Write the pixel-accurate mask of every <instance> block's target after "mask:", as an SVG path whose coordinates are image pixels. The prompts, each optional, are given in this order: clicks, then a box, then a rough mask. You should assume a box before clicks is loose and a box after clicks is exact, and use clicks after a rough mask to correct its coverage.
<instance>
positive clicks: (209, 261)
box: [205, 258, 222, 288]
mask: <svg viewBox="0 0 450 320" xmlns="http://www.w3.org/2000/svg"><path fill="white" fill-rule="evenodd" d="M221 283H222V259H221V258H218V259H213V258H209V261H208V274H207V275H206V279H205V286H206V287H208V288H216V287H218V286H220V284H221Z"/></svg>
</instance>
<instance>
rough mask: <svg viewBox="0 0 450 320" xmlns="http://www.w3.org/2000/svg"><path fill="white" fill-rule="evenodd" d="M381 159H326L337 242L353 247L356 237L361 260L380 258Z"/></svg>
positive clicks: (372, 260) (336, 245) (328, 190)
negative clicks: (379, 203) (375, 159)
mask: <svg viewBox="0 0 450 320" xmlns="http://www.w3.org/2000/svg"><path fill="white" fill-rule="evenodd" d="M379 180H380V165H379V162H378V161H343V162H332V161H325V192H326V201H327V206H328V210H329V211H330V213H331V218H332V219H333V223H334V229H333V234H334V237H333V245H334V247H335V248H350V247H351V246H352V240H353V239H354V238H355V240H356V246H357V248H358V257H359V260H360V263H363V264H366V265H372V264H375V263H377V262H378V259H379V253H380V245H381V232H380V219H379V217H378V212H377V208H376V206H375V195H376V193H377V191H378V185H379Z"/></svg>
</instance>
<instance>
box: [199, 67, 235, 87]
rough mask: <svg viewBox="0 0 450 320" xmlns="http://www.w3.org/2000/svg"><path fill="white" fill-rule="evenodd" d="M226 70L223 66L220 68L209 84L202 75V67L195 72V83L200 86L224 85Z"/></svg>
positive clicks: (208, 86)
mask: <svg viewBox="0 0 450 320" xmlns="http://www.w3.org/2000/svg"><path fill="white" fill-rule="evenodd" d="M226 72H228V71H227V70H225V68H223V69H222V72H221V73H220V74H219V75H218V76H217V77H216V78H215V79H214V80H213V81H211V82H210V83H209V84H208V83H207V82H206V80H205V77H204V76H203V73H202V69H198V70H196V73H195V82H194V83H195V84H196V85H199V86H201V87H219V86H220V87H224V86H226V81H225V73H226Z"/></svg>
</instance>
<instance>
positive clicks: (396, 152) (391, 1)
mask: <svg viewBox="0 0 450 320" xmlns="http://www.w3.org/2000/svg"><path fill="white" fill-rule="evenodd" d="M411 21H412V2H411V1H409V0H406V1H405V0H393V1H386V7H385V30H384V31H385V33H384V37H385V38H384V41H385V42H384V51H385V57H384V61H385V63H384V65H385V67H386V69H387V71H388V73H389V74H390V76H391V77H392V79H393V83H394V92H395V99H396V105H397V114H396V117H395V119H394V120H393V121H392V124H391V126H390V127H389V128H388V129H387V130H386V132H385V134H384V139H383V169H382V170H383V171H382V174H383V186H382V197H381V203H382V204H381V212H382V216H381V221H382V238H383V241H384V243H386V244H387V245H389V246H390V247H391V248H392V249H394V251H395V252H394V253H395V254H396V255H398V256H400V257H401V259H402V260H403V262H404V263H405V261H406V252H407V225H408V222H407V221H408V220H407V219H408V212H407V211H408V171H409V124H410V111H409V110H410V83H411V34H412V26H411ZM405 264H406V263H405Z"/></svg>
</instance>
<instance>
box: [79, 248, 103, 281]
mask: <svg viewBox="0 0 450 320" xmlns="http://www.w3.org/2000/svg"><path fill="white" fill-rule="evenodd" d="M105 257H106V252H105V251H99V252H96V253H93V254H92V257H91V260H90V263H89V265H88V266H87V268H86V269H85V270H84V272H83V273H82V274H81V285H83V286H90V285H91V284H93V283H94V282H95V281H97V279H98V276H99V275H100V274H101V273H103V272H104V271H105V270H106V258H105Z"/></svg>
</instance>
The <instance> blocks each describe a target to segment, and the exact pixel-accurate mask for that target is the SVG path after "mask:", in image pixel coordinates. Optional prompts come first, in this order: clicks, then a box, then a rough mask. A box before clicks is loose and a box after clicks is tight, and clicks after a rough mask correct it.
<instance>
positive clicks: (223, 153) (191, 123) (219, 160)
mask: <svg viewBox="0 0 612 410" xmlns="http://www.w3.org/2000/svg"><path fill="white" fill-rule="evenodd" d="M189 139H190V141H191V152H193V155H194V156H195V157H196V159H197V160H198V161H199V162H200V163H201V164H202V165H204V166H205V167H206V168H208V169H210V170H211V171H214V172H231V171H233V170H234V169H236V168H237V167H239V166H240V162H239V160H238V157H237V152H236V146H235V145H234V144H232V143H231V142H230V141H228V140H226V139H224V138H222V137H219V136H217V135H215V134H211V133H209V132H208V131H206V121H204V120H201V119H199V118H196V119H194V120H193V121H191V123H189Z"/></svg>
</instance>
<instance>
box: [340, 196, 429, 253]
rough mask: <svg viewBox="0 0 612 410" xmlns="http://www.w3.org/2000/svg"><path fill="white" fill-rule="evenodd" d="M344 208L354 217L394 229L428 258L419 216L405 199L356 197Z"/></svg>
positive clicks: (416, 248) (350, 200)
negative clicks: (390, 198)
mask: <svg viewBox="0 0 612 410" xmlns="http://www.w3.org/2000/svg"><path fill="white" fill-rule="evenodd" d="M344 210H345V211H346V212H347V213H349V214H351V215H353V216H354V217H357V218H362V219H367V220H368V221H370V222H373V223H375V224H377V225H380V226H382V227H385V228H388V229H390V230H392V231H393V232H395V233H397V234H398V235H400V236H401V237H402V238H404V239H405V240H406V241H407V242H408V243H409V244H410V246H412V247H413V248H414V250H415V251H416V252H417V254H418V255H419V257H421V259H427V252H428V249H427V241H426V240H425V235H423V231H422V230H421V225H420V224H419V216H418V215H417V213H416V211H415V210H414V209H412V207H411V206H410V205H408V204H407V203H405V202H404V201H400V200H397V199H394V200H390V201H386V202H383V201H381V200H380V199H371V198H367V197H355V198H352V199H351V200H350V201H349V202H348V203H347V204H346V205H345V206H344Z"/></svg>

**ACTIVITY:**
Reproduce the entries verbatim, starting at their very first line and ending at the line that contains "box: [205, 258, 222, 288]", with both of those lines included.

**ANSWER BOX:**
Write the pixel-accurate mask of every <instance> block's target after "mask:", as an SVG path whose coordinates are image pixels. The prompts, each optional, are given in this order: clicks, then a box, then a rough mask. You should assume a box before clicks is loose and a box after clicks is exact, and use clicks after a rough mask to correct its coverage.
<instance>
positive clicks: (209, 261)
box: [205, 258, 222, 288]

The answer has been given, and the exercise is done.